SOURCE EXTRACT:
┏━━

# looking to get a dog



## bowinchester (Aug 31, 2008)

I am looking to get a dog in the next year or so and I dont really know what I want yet. I want a hunting dog that will make a great house dog. I hunt mostly waterfowl, mainly in fields, some water. I do a little upland bird hunting. I want a relativly calm dog (not a lot of barking mainly). Are there any certain breeds generally that stand out with quaities? Male/Female? I realize every dog is different but hoping for a little guidence thanks.


----------



## Chaws (Oct 12, 2007)

Get a lab. Know and understand health clearances and pedigrees and do research on the lines you're looking into. Sometimes the calm in the house comes through the pedigree sometimes not. I have one lab that is fairly chill in the house but I have another that is definitely on and off from the field to the house.


----------



## whitehorse (Jan 28, 2008)

another vote for the lab....

or a labradoodle

hahah, just kidding


----------



## Chaws (Oct 12, 2007)

ccccrnr said:


> Golden Retriever - Upland, land retrieves and water retrieves.
> My mom had a male golden (not trained for hunting though) excellent dog around the house.
> Goldens also bark less than labs.
> 
> ...


Holy generalizations? Where did you grow up? In a book about Goldens? Bark less than labs? Smarter? Wow.


----------



## BROWNDOG (Nov 2, 2004)

Id'e vote for a lab (retriever breeds). From what I have seen and experienced, your odds would be alot better getting a good lab than a good golden. My definition of good is High prey drive , marking ability, trainability and being able to handle pressure. Most Goldens i have been around in training or have helped train have a HUGE avoidence to pressure, Most I have seen will flat out try and get out of work if they don't feel like doing it. Examples would be FF, CC , "T" work, swim by ect. All the ones I've worked with had poor eye contact or would try and constanly lay down when pressure was put on them, trying to avoid the work that was asked of them. Don't get me wrong there are some great ones out there but there again it is a numbers game.


----------



## BROWNDOG (Nov 2, 2004)

> also young labs run off a lot for squirels or rabbits if in the field.


 :huh:


----------



## taddy1340 (Dec 10, 2004)

A quality bred lab, from proven hunting stock fits your description perfectly. Some labs are a little more high energy than others. The best thing you can do is view the parents.


----------



## Dick Monson (Aug 12, 2002)

bo, check out Aythya's thread below. *British Labs - Which Breeder?*


----------

┗━━

RECORDS FOR THE TASK:
┏━━

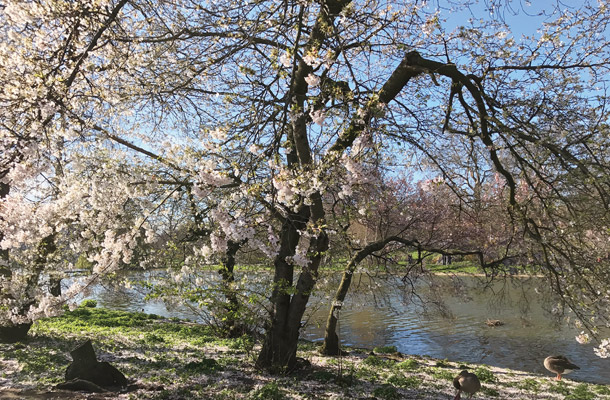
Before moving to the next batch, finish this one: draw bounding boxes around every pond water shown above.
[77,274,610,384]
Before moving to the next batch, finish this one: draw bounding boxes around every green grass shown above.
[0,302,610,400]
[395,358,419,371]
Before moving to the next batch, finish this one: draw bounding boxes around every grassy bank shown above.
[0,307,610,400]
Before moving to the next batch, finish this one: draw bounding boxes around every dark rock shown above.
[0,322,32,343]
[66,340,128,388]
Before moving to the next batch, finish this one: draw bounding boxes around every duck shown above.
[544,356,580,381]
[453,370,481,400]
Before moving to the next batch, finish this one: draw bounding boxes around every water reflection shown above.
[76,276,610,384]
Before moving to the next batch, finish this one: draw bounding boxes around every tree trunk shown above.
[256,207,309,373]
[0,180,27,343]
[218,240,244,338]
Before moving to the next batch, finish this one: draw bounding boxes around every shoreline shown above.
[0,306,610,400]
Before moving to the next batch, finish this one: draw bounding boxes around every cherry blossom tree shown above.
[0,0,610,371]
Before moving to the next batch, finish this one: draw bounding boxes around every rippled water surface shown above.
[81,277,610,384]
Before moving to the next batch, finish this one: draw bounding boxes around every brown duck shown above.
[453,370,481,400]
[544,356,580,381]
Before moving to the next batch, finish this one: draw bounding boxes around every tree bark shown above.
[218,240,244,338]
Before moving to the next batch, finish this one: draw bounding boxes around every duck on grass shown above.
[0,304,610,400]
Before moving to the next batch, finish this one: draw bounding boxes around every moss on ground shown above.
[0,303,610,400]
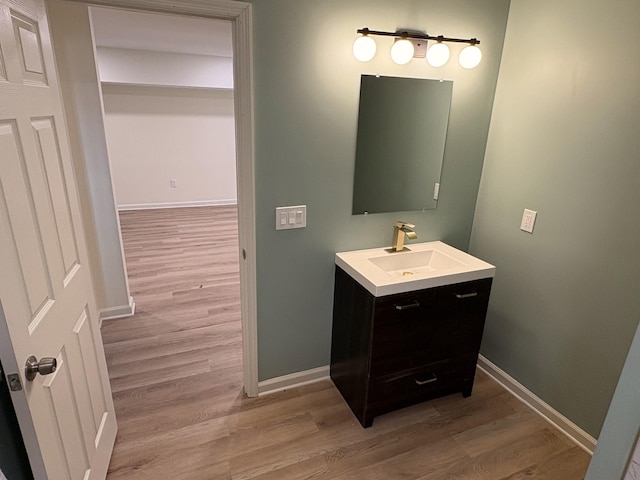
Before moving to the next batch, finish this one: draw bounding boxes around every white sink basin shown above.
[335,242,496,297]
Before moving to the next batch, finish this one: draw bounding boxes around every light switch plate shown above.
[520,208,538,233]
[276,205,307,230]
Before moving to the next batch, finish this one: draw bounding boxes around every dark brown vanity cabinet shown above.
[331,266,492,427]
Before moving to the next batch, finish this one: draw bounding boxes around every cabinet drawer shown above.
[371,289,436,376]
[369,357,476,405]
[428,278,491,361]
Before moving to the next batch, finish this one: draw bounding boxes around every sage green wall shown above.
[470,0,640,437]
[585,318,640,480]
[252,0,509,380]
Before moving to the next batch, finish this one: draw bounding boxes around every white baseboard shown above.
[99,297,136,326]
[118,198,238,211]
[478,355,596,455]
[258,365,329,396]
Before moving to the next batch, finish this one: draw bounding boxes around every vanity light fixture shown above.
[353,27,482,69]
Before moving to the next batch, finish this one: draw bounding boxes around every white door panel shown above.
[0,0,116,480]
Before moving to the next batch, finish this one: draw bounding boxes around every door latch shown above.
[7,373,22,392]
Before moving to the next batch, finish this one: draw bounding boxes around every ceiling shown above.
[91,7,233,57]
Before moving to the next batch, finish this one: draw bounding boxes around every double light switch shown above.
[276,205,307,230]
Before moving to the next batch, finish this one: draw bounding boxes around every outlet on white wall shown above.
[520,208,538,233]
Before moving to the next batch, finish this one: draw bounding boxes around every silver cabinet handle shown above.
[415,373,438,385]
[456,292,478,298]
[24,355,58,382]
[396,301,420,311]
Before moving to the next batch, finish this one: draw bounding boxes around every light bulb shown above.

┗━━

SET EXERCISE 1:
Decide whether each statement agrees with the forum thread, answering yes or no and quoting the words of the thread that settle it: (a) The original poster hunts mostly upland birds. (b) One poster owns a lab that is fairly calm in the house. (c) One poster advises viewing the parents.
SET EXERCISE 2:
From the rows, print without alteration the lines between the one containing "surface shown above." and the one containing "[0,303,610,400]", both included.
The forum thread and the rows have no connection to each other.

COMPLETE OUTPUT 1:
(a) No: "I hunt mostly waterfowl, mainly in fields, some water."
(b) Yes: "I have one lab that is fairly chill in the house"
(c) Yes: "The best thing you can do is view the parents."

COMPLETE OUTPUT 2:
Before moving to the next batch, finish this one: draw bounding boxes around every rippled water surface shown above.
[81,277,610,384]
Before moving to the next batch, finish this one: draw bounding boxes around every brown duck shown above.
[453,370,481,400]
[544,356,580,381]
Before moving to the next batch, finish this one: draw bounding boxes around every tree bark shown above.
[218,240,244,338]
Before moving to the next batch, finish this one: draw bounding boxes around every duck on grass shown above.
[0,304,610,400]
Before moving to the next batch, finish this one: draw bounding boxes around every moss on ground shown above.
[0,303,610,400]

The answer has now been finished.